TEXT SHOWN:
━━━━━━━━━━━━━━━━━━━━━━━━━━━━━━
Missionary families moving onto other countries and the relationships that we developed with them altered. Opening up ourselves to be hurt, lonely and at times envious of where they are heading and the lives they will lead without us. The stress of making new friends and always having to be the “outgoing” person because if you are shy and introverted then good luck finding friendships.

Friends and family dealing with loss and heartbreak a world away from us and we can’t be there to comfort them. We can’t experience the new births and the deaths, marriages and moves. You can’t be there when someone is sick or going through a crisis; you can’t physically touch someone, hold their hand, hug them tight or say I love you in person.

But if life were only the first part of the verse then it would be a complete tragedy not pure joy. The second part of that verse says… because you know that the testing of your faith develops perseverance. 4Allow perseverance to finish its work, so that you may be mature and complete, not lacking anything.”

As much as I don’t like facing trials those trials happen for a reason. I often don’t know what those reasons are and I don’t always face them joyfully. But I do know that my God will give me the ability to persevere. He will equip me when I read His word and pray to Him to be able to come out of any trial better than when I faced it.
━━━━━━━━━━━━━━━━━━━━━━━━━━━━━━
GIVEN ENTRIES:
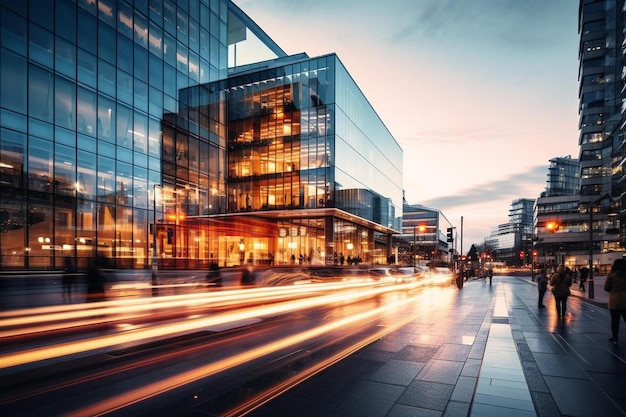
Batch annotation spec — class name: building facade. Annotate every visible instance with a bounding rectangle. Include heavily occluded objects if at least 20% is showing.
[579,0,626,237]
[485,198,535,266]
[394,203,460,265]
[0,0,402,270]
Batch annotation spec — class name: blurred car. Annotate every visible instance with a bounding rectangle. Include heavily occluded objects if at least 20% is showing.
[429,266,453,282]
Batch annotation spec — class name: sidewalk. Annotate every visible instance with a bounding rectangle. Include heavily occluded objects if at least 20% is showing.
[251,276,626,417]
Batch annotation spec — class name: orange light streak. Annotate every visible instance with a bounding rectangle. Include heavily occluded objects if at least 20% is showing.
[0,284,422,369]
[73,288,444,416]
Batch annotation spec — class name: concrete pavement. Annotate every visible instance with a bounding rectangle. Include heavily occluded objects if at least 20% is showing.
[252,276,626,417]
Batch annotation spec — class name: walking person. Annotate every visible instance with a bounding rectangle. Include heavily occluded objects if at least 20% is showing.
[550,265,572,319]
[578,266,589,292]
[537,268,548,308]
[604,259,626,345]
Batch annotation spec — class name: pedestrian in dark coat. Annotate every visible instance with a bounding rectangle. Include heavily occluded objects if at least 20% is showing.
[578,266,589,291]
[537,268,548,308]
[604,259,626,345]
[550,265,572,319]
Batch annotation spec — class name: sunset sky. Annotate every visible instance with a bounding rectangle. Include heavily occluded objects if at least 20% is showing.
[234,0,578,247]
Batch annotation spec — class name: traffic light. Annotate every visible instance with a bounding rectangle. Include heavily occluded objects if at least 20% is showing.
[446,227,454,242]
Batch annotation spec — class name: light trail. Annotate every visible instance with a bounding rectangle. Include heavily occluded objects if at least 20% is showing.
[72,286,450,417]
[0,283,416,369]
[0,283,380,338]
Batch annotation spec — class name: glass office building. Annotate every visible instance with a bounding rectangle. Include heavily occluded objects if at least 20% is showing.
[0,0,402,270]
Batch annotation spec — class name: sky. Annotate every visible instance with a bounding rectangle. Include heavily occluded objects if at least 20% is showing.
[234,0,578,252]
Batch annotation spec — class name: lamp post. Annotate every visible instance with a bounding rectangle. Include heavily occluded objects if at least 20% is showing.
[589,193,615,300]
[150,184,161,295]
[416,224,426,266]
[413,226,417,272]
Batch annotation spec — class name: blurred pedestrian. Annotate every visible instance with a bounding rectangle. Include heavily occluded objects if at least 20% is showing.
[604,259,626,345]
[550,265,572,319]
[62,256,77,300]
[537,268,548,308]
[206,262,222,287]
[578,266,589,292]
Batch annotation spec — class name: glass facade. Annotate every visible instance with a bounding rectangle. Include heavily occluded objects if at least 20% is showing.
[0,0,229,269]
[0,0,402,270]
[171,55,402,266]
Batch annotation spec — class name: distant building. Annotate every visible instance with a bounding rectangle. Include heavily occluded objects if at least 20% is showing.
[394,203,458,265]
[485,198,535,266]
[578,0,626,264]
[533,157,622,269]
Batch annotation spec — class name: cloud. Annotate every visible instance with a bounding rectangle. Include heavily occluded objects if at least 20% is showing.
[423,166,547,213]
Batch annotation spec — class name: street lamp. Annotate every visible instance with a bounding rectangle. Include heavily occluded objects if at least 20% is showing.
[150,184,163,295]
[413,226,417,272]
[589,193,615,300]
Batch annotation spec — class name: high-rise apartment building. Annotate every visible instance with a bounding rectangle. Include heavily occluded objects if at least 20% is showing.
[579,0,625,224]
[0,0,402,270]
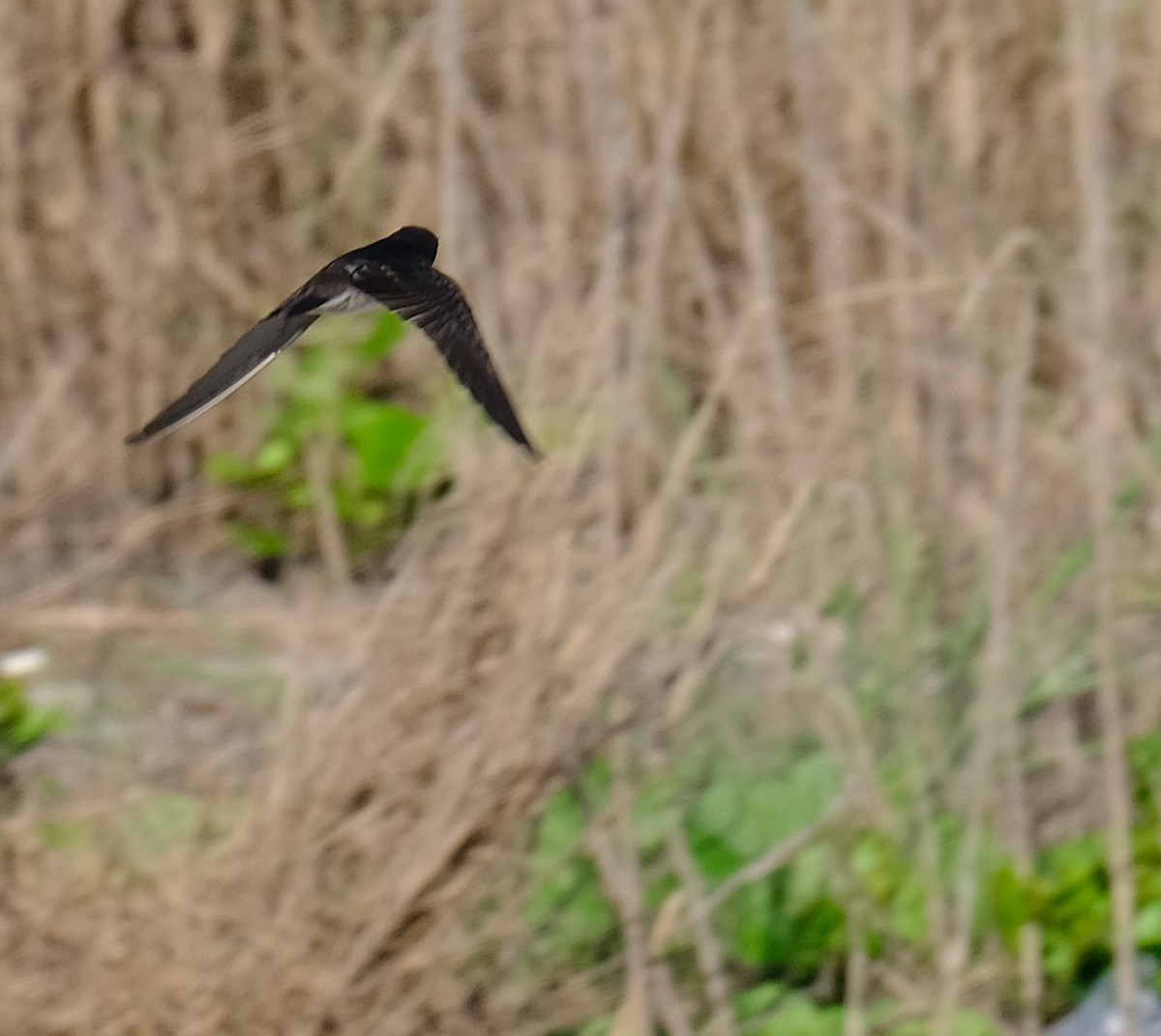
━━━━━━━━━━━━━━━━━━━━━━━━━━━━━━
TASK SET:
1 > In the passage about missionary life, list every life event named in the sentence that begins "We can't experience".
2 > Write a continuation of the passage about missionary life, beginning after its final sentence.
None of the records are needed for this work.

OUTPUTS FOR THE TASKS:
1 > new births, deaths, marriages, moves

2 >
We have had so many blessings in the midst of the trials, victories in the midst of defeat and hope in the midst of hopelessness. We have gained more than we have lost and loved more than we thought we ever could. It is all because of Christ and His goodness despite our shortcomings. Thank you God for that and through those trials and the ones to come I know that through it all I will always find God with me by my side holding my hand or when I am too weak He will be carrying me through the storm.

I will end with one of my favorite poems…

Footprints in the Sand

One night a man had a dream. He dreamed
he was walking along the beach with the LORD.
Across the sky flashed scenes from his life.
For each scene he noticed two sets of
footprints in the sand: one belonging
to him, and the other to the LORD.
When the last scene of his life flashed before him,
he looked back at the footprints in the sand.
He noticed that many times along the path of
his life there was only one set of footprints.
He also noticed that it happened at the very
lowest and saddest times in his life.
This really bothered him and he
questioned the LORD about it:
“LORD, you said that once I decided to follow
you, you’d walk with me all the way.
But I have noticed that during the most
troublesome times in my life,
there is only one set of footprints.
I don’t understand why when
I needed you most you would leave me.”
The LORD replied:
“My son, my precious child,
I love you and I would never leave you.
During your times of trial and suffering,
when you see only one set of footprints,
it was then that I carried you.”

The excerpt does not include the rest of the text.